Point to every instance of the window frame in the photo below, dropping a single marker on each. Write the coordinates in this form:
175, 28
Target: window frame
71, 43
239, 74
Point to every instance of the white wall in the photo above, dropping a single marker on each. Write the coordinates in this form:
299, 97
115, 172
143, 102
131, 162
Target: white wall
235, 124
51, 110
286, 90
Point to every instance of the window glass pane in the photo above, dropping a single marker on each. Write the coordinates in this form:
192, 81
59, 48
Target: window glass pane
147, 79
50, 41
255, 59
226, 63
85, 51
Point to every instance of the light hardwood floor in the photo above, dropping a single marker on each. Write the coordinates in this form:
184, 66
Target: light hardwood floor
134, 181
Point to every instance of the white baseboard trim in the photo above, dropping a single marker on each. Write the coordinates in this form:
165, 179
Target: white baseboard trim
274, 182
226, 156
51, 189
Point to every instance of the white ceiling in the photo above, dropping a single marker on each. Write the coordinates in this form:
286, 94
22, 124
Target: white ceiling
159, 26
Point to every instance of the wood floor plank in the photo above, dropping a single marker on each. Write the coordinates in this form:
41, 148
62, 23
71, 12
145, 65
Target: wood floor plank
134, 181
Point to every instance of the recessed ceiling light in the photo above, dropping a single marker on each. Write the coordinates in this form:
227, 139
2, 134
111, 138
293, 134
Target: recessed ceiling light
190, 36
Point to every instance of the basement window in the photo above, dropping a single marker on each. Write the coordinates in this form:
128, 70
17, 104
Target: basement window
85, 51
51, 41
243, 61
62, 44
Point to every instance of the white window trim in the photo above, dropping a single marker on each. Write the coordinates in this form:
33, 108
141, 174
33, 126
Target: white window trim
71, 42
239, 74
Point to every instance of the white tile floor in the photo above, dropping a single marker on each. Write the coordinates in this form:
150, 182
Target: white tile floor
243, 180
___
§ **Task requirements**: Set every entry down verbatim.

§ **Problem solution**:
Point to every instance of the window frame in the photo below, dropping a single marker on each. Write the coordinates in this form:
175, 28
Target: window frame
71, 43
239, 74
Point to every instance of the white wall in the photo above, dropping a single marker on each. Write the coordinates in this form:
299, 97
115, 172
143, 102
131, 162
Target: white wall
235, 124
51, 110
286, 90
Point to every instance of the window glass pane in the photo above, dropping a single marker on each. Write the coordinates in this form:
192, 81
59, 48
Target: window glass pane
147, 79
50, 41
255, 59
226, 63
85, 51
Point to every instance of the light hardwood floor in the photo above, dropping a single marker on each. Write the coordinates in this form:
184, 66
Target: light hardwood floor
134, 181
Point to every instance of the white baseboard trim in the photo above, dropping a single marker on each. Write the coordinates in this form:
165, 179
Target: white baseboard trim
274, 182
226, 156
51, 189
Point to every instance of the white ceiling in the photo above, dropping a single marker on each. Write the coordinates in this form:
286, 94
22, 124
Target: white ceiling
159, 26
Point to every instance of the wood floor plank in the photo above, dropping a single marker on each. Write the coordinates in this form:
41, 148
62, 23
71, 12
145, 65
Target: wood floor plank
134, 181
Point to every instance of the recessed ceiling light in the photo above, dropping a single marker on each. Write the coordinates in this form:
227, 139
2, 134
111, 138
293, 134
Target: recessed ceiling light
190, 36
Point to every instance of the basement window in the photo above, dropping a single marker on each. Write the coordinates in this form:
128, 70
17, 104
Target: basement window
85, 51
51, 41
243, 61
62, 44
Point to every instance of the white window trim in the photo above, dropping a single marker on each. Write the coordinates in this form:
33, 108
141, 174
33, 126
Target: white window trim
71, 42
239, 74
Point to every instance of the white tile floor in the photo above, dropping a single marker on each. Write the coordinates in this form:
150, 182
Target: white tile floor
243, 180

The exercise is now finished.